*** Opening Exercise data ***

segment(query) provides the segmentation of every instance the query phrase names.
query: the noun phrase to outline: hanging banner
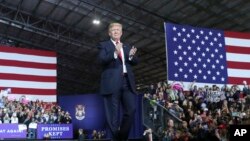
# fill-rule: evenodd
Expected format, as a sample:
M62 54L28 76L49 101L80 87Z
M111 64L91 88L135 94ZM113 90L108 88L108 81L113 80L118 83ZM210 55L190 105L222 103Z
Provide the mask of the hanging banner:
M37 139L72 139L72 124L38 124Z
M25 124L0 124L1 139L26 138L27 126Z

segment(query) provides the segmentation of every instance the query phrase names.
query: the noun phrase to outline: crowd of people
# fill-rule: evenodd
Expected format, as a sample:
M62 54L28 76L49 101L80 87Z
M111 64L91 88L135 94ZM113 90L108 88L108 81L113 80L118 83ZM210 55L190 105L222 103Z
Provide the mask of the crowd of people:
M237 85L198 87L193 82L188 90L184 90L181 82L151 85L144 97L150 100L152 106L157 103L164 107L181 123L166 117L164 126L146 130L145 135L155 132L160 135L161 141L228 140L229 125L245 124L250 118L250 85L246 82L243 85L242 89ZM27 102L6 96L0 98L0 123L19 123L29 127L38 123L71 122L69 112L56 103ZM91 134L92 139L103 139L105 136L103 131L94 130Z
M185 89L181 82L151 85L144 97L152 107L157 103L178 118L166 117L165 125L153 132L162 141L228 140L229 125L245 124L250 117L250 85L243 85L243 89L237 85L198 87L195 82Z
M82 128L78 129L78 141L84 141L85 139L104 140L107 138L106 135L105 130L94 129L92 133L87 133Z
M62 110L56 103L29 101L25 99L0 98L0 123L68 124L71 123L69 112Z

*** Closing Exercise data ***

**Problem description:**
Return only the line with "query: the noun phrase to outline: hanging" and the lines after it up to the end of the records, exact and free of pictures.

**Answer area:**
query: the noun phrase to outline: hanging banner
# fill-rule: evenodd
Expected format, as a sample:
M62 54L28 76L49 101L80 87Z
M111 64L91 88L135 94ZM113 90L108 88L108 81L113 80L118 83ZM210 55L190 105L222 103Z
Provide the mask of the hanging banner:
M37 139L72 139L72 124L38 124Z
M25 124L0 124L1 139L26 138L27 126Z

segment(query) provides the segmentation of every instance the query phrase names.
query: the noun phrase to outline: crowd of people
# fill-rule: evenodd
Expected format, as a sample:
M62 54L28 76L49 101L80 87Z
M111 64L91 88L135 94ZM113 90L108 88L108 81L113 80L118 83ZM210 55L190 105L222 103Z
Provide the mask of the crowd of people:
M237 85L198 87L193 82L188 90L184 90L181 82L151 85L144 97L150 100L152 106L157 103L164 107L181 123L166 117L164 126L146 130L145 135L155 132L160 135L161 141L228 140L229 125L245 124L250 118L250 85L246 82L243 85L242 89ZM27 102L6 96L0 98L0 123L19 123L29 127L38 123L71 122L69 112L56 103ZM91 134L92 139L103 139L105 136L103 131L94 130Z
M185 89L181 82L151 85L144 97L152 107L157 103L178 118L166 117L165 125L153 132L162 141L228 140L229 125L245 124L250 117L250 85L243 85L243 89L237 85L198 87L195 82Z
M82 128L78 129L78 141L84 141L85 139L104 140L107 138L106 135L105 130L94 129L92 133L87 133Z
M62 110L56 103L29 101L25 99L0 98L0 123L68 124L71 123L69 112Z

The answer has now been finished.